■ DOCUMENT PASSAGE ■
◇ ◇ ◇ ◇ ◇

We’ve continued with the AWANA program this year, which runs from September until early May. Peter is in his second year of helping in the preschool class, and Miss Jill, the teacher, loves him. He’s gaining valuable experience in how to control a group of squirrelly kids by staying a few steps ahead of them, and he delights in the funny things they say and do. Peter has always appreciated children—it’s an unmistakable love that comes from a person’s core and causes the spirit to lighten whenever children are near.

Paul is in his last year of the AWANA Trek club (grades 6-8); Mary is in her last year of the Truth and Training club (grades 3-5), and Beth is in her first year of Truth and Training. I help with the middle schoolers, which uniquely connects me to what kids are going through in the public schools as the kids share their prayer requests and their trials and triumphs. I still love working with kids of any age really. This experience, though, helps confirm that homeschooling is still the right choice for each of our children going forward, although for a time we were considering putting Peter in a career vocational high school for his last two years, partially because his OCD gives him so little peace and working helps with that. We’ve all decided against that approach, however.

◇ ◇ ◇ ◇ ◇

[Stored items from a collection]
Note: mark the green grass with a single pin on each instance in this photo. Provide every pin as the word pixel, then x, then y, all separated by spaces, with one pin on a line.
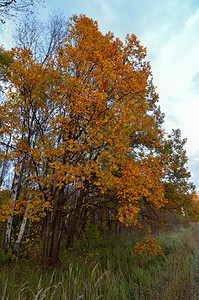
pixel 108 270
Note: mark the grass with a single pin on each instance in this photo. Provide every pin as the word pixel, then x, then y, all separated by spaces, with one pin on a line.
pixel 108 270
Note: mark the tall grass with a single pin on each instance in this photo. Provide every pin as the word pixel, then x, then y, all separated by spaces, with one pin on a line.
pixel 108 270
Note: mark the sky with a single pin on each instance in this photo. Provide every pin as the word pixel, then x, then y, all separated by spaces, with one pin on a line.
pixel 170 31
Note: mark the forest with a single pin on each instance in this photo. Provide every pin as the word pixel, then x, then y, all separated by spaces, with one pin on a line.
pixel 83 149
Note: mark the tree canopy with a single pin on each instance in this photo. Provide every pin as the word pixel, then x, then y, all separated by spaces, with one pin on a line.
pixel 87 136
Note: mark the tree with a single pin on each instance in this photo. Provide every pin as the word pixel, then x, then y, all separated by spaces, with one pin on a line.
pixel 87 125
pixel 9 8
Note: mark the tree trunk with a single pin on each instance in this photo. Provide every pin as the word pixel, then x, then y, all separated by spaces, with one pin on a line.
pixel 46 238
pixel 10 219
pixel 14 195
pixel 73 223
pixel 22 229
pixel 56 230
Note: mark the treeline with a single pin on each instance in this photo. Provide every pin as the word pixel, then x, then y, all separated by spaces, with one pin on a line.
pixel 81 128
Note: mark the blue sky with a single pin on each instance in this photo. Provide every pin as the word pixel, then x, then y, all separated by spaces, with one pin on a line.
pixel 170 31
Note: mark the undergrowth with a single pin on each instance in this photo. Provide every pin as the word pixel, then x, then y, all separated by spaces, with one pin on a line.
pixel 107 269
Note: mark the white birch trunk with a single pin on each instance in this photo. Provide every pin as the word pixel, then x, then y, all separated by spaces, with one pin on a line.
pixel 10 219
pixel 22 229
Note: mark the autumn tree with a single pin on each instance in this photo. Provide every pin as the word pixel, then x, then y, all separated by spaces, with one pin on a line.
pixel 87 125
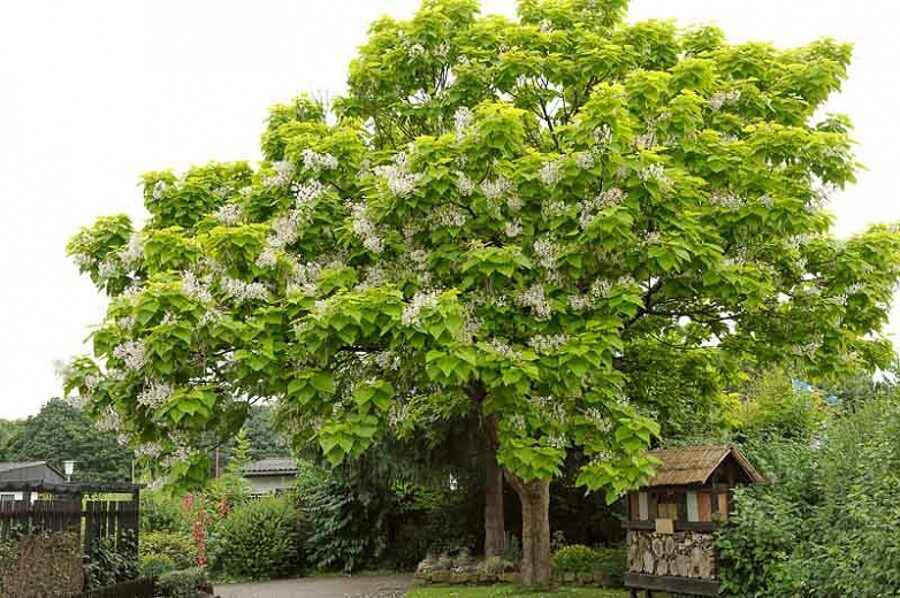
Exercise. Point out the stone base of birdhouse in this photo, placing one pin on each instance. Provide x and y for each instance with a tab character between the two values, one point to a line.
681	554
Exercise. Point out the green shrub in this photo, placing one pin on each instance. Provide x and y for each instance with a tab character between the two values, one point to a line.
259	539
111	561
495	566
347	515
162	512
179	548
153	565
825	523
182	584
611	560
576	558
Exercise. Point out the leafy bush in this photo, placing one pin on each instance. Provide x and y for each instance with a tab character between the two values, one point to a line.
45	564
495	566
153	565
347	516
576	558
162	512
259	539
111	562
182	584
178	547
611	560
824	524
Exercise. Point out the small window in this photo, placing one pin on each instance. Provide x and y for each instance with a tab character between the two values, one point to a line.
643	507
693	510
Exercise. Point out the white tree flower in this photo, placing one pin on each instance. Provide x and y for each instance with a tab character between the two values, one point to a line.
497	189
513	229
558	441
534	299
133	252
365	229
412	312
400	181
720	98
62	368
110	421
316	162
581	302
84	261
450	217
584	160
228	214
602	136
551	172
133	353
462	120
646	140
655	172
284	171
554	209
159	190
194	288
546	251
155	394
149	450
268	257
501	348
545	344
107	269
242	291
726	200
464	185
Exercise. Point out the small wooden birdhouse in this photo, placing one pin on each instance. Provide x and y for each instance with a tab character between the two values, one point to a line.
671	520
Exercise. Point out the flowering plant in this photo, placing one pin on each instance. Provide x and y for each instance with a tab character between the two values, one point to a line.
558	223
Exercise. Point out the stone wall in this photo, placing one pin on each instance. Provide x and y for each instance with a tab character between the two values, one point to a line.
683	554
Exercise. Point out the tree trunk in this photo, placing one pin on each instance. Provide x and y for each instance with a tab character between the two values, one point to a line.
494	528
535	498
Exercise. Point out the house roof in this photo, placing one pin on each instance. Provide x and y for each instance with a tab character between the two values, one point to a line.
14	465
695	464
274	466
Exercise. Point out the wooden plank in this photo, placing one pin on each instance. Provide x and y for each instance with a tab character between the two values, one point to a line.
704	506
723	507
668	583
693	513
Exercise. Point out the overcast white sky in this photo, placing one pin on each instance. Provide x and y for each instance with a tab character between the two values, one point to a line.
93	93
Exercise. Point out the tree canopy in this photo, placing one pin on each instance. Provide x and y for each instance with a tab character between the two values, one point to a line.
61	432
569	224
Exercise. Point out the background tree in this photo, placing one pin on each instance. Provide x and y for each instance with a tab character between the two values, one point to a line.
61	432
9	432
522	220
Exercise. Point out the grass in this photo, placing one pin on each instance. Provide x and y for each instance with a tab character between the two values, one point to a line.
511	591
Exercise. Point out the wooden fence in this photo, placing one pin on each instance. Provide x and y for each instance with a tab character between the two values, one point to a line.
91	520
144	587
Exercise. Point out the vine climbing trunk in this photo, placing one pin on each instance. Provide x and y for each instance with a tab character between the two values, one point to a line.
494	527
535	498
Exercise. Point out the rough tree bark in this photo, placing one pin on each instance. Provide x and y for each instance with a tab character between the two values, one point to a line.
535	498
494	526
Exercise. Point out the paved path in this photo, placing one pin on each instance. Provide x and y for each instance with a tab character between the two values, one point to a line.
357	586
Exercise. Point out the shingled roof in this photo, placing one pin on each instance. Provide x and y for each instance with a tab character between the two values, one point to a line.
274	466
695	464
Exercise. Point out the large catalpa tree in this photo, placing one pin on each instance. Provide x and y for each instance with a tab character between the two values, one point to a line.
547	221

◇ ◇ ◇ ◇ ◇

■ TASKS AND EXERCISES ■
• a. Write out the AWANA passage, starting with "Paul is in his" and going on through "that approach, however.".
• b. Condense the paragraph of the AWANA passage that begins "Paul is in his last year" into a short bulleted list that keeps its main facts.

■ OUTPUTS FOR THE TASKS ■
• a.
Paul is in his last year of the AWANA Trek club (grades 6-8); Mary is in her last year of the Truth and Training club (grades 3-5), and Beth is in her first year of Truth and Training. I help with the middle schoolers, which uniquely connects me to what kids are going through in the public schools as the kids share their prayer requests and their trials and triumphs. I still love working with kids of any age really. This experience, though, helps confirm that homeschooling is still the right choice for each of our children going forward, although for a time we were considering putting Peter in a career vocational high school for his last two years, partially because his OCD gives him so little peace and working helps with that. We’ve all decided against that approach, however.

• b.
- Paul is in his last year of the AWANA Trek club (grades 6-8).
- Mary is in her last year of the Truth and Training club (grades 3-5).
- Beth is in her first year of Truth and Training.
- The writer helps with the middle schoolers. Hearing their prayer requests, trials and triumphs connects the writer to what kids go through in public schools.
- This confirms that homeschooling is still the right choice for each child.
- A career vocational high school was considered for Peter's last two years, partly because his OCD gives him little peace and working helps. The family decided against it.